**TASK INSTRUCTIONS:**
- A) Rewrite the paragraph of the email exchange that begins "In the Middle Eastern countries" as a short bulleted list that keeps its main facts.
- B) Copy the stretch of the email exchange from "On 22 Jul 2002" through "and western concepts.".
- C) Translate this sentence from the email exchange into Spanish: "These theories were the by-products of a time of uncertainty, darkness, setbacks and backlash."

**TEXT PROVIDED:**
******

On 22 Jul 2002 at 13:18, Walpurgis wrote:
> Another interesting essay Joe, you are quite a writer! Some coments follow:
>
I didn't write it; go to:
http://www.secularislam.org/women/postmodern.htm
> > In the Middle Eastern countries,
> > opposition to 'imperialist culture' has been considered as an
> > element of the fight against imperialism. Women have been the
> > victims of the struggle against 'imperialist culture' and
> > "Westernism". This is because women's liberation and women's
> > rights were seen as imperialist and western concepts.
> > Traditionalist, religious and reactionary forces opposed women's
> > liberation in the name of fighting Imperialism and the West.
>
> I recall reading Mary Daly's Gyn/Ecology from 1979. She wrote that cultural
> relativism would not stop women defending other women from the misogynistic
> values of cultures that burn, mutiliate, rape and kill women. She supported an
> universal rights based on her ideas of female essence.
>
> > Under the guise of avoiding orientalism, racism and
> > Euro-centerism, these theories have justified and continue to
> > justify the attacks on women's rights,
>
> Guise? Is this a conspiracy? Or just a mistake?
>
> > Post-modern
> > theories emerged in the 1980s; at the time of the rise of
> > conservatism, the attacks of capitalist market economy, the
> > international ideological shifts and imbalances, the
> > anti-secularist backlash and the rise of political Islam. These
> > theories were the by-products of a time of uncertainty, darkness,
> > setbacks and backlash.

******

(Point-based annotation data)
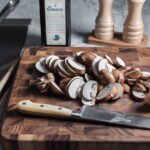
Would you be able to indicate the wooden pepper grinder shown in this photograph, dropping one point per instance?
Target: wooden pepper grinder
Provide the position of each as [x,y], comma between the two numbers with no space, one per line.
[104,23]
[134,26]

******

**RESPONSES BY TASK:**
- A)
- In Middle Eastern countries, opposing "imperialist culture" has been treated as part of the fight against imperialism.
- Women have been the victims of the struggle against "imperialist culture" and "Westernism."
- This is because women's liberation and women's rights were seen as imperialist and Western concepts.
- Traditionalist, religious and reactionary forces opposed women's liberation in the name of fighting imperialism and the West.

- B)
On 22 Jul 2002 at 13:18, Walpurgis wrote:
> Another interesting essay Joe, you are quite a writer! Some coments follow:
>
I didn't write it; go to:
http://www.secularislam.org/women/postmodern.htm
> > In the Middle Eastern countries,
> > opposition to 'imperialist culture' has been considered as an
> > element of the fight against imperialism. Women have been the
> > victims of the struggle against 'imperialist culture' and
> > "Westernism". This is because women's liberation and women's
> > rights were seen as imperialist and western concepts.

- C) Estas teorías fueron los subproductos de una época de incertidumbre, oscuridad, retrocesos y reacción.